**GIVEN INSTRUCTION:** Copy the lines in the items below without any change, from the line containing "building cornice, reporting" to the line containing "x=126, y=128", both included.

[START DATASET RECORDS]

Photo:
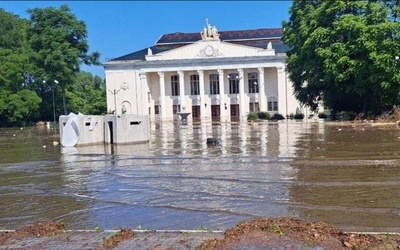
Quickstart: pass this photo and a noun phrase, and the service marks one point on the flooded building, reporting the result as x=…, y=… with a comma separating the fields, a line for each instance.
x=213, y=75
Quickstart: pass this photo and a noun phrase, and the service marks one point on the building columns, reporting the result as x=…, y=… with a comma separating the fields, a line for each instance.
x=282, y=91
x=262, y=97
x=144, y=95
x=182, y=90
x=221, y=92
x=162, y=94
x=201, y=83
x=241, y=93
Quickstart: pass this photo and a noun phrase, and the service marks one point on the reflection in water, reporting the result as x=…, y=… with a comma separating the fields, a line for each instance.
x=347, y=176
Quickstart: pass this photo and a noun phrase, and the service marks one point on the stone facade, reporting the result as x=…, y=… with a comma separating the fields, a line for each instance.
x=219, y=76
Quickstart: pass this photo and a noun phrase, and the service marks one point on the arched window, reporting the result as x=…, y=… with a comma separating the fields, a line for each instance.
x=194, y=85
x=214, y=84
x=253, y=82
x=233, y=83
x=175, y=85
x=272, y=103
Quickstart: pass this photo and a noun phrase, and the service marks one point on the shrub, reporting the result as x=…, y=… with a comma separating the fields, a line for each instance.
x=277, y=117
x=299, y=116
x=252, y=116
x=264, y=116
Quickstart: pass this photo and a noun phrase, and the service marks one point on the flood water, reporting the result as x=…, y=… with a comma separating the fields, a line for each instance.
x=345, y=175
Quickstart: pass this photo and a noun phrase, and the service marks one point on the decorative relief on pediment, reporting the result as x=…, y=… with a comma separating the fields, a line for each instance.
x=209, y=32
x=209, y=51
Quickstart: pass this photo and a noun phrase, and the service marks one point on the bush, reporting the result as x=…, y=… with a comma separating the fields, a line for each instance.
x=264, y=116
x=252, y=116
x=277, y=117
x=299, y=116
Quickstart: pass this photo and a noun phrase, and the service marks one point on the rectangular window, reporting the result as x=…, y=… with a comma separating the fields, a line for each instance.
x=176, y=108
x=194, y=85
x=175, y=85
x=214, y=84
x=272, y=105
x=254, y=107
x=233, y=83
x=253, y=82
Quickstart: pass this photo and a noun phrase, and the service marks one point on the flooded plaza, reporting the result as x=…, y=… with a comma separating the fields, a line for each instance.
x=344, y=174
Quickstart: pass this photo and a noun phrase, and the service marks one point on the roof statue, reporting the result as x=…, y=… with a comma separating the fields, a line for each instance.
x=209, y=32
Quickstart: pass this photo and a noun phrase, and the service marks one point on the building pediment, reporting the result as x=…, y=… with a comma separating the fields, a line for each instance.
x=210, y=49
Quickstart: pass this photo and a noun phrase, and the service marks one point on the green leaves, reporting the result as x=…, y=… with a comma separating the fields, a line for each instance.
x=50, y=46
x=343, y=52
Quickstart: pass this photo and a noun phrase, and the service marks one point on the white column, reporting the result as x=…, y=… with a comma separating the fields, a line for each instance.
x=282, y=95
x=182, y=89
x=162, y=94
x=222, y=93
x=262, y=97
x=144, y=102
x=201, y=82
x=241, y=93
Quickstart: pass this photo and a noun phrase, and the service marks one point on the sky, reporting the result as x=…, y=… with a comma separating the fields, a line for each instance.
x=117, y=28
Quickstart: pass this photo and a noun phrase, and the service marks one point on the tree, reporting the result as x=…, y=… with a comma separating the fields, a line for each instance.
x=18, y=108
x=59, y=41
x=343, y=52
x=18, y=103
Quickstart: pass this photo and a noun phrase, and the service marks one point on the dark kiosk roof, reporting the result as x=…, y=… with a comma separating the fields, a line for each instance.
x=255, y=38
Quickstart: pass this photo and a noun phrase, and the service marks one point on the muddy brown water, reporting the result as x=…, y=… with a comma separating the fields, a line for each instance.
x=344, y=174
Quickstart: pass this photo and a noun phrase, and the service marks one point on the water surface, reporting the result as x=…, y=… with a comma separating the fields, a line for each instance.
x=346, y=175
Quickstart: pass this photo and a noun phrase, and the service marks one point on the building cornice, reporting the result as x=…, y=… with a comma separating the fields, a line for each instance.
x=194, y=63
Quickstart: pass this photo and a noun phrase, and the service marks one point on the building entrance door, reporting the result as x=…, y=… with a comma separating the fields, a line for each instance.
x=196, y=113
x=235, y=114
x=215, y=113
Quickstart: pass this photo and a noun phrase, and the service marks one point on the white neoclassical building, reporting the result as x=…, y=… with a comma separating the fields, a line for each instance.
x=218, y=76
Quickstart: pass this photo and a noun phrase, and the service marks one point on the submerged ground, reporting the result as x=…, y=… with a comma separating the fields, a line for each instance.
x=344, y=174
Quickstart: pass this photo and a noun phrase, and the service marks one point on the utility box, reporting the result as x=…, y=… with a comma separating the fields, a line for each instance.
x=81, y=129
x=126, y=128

[END DATASET RECORDS]
[START DATASET RECORDS]

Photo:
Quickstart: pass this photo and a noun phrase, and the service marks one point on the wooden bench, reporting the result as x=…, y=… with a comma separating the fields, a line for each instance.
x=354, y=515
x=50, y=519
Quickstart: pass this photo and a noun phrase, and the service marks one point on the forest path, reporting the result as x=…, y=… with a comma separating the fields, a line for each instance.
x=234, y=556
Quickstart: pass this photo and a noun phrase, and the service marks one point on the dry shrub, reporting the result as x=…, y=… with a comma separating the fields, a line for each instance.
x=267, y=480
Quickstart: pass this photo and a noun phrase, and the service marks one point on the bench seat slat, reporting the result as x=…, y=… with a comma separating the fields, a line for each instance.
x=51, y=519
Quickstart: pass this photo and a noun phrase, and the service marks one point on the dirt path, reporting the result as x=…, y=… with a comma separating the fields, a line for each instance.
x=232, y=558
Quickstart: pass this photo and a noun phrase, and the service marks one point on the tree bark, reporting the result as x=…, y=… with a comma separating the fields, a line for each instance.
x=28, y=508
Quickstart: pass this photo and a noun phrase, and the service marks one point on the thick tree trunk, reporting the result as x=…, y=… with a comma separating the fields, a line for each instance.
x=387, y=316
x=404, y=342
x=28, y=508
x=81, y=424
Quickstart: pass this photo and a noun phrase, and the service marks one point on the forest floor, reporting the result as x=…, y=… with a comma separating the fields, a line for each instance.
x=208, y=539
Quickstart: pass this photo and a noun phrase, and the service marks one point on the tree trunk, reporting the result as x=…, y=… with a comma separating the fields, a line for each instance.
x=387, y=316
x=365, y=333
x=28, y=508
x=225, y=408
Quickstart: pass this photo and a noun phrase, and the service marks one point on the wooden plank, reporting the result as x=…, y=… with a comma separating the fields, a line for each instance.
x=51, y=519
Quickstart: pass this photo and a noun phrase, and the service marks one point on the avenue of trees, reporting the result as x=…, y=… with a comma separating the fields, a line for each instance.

[END DATASET RECORDS]
[START DATASET RECORDS]

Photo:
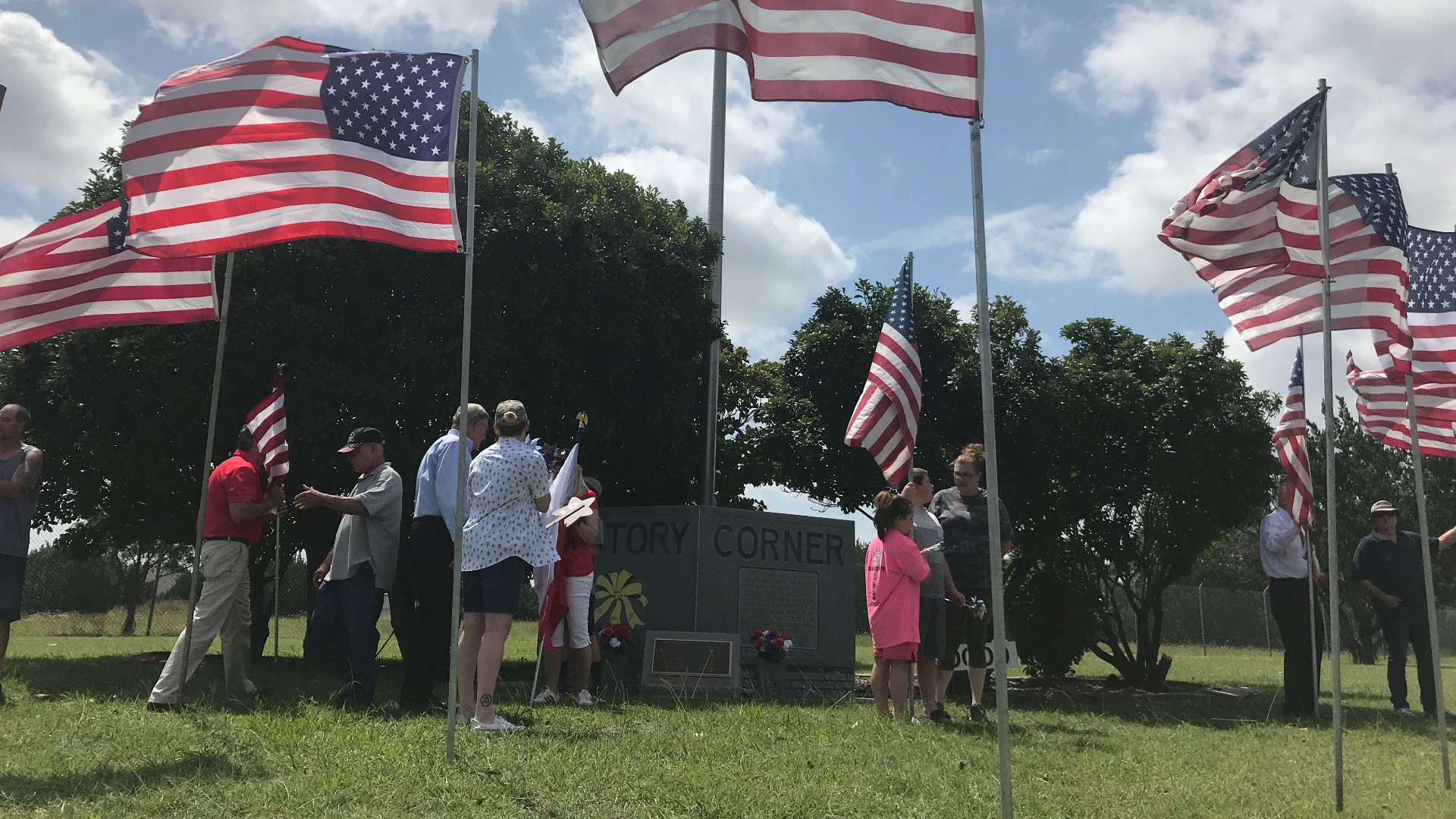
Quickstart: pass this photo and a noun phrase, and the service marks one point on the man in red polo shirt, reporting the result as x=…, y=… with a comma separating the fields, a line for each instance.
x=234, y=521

[END DATASET RECORDS]

**EXERCISE RESULT:**
Quickstart: pass this photo and a noun phrase, and the service marks one point on the building cornice, reporting the result as x=…, y=… with a comma separating the fields, a line for each instance.
x=194, y=63
Quickstart: pass this photo and a noun phrase, and the service marks one point on the building entrance door, reporting the result as x=…, y=… with a comma separating the fields, a line for each instance.
x=196, y=113
x=235, y=114
x=215, y=113
Quickstart: pass this photo and a noun phrase, and the service marks one point on the white neoclassical building, reporting the result as x=…, y=… with a comma separating the fields, a line for each instance.
x=218, y=76
Quickstart: pass this photo and a noun phrase, and the service marks one point on the submerged ground, reporting the result as x=…, y=… with a comma separating the fields, a line for each instance.
x=344, y=174
Quickstart: pass this photo and a noun phrase, and the service marks one point on the utility box, reporting the result as x=…, y=… with a comma separating the fields, a line for each instance.
x=81, y=129
x=126, y=128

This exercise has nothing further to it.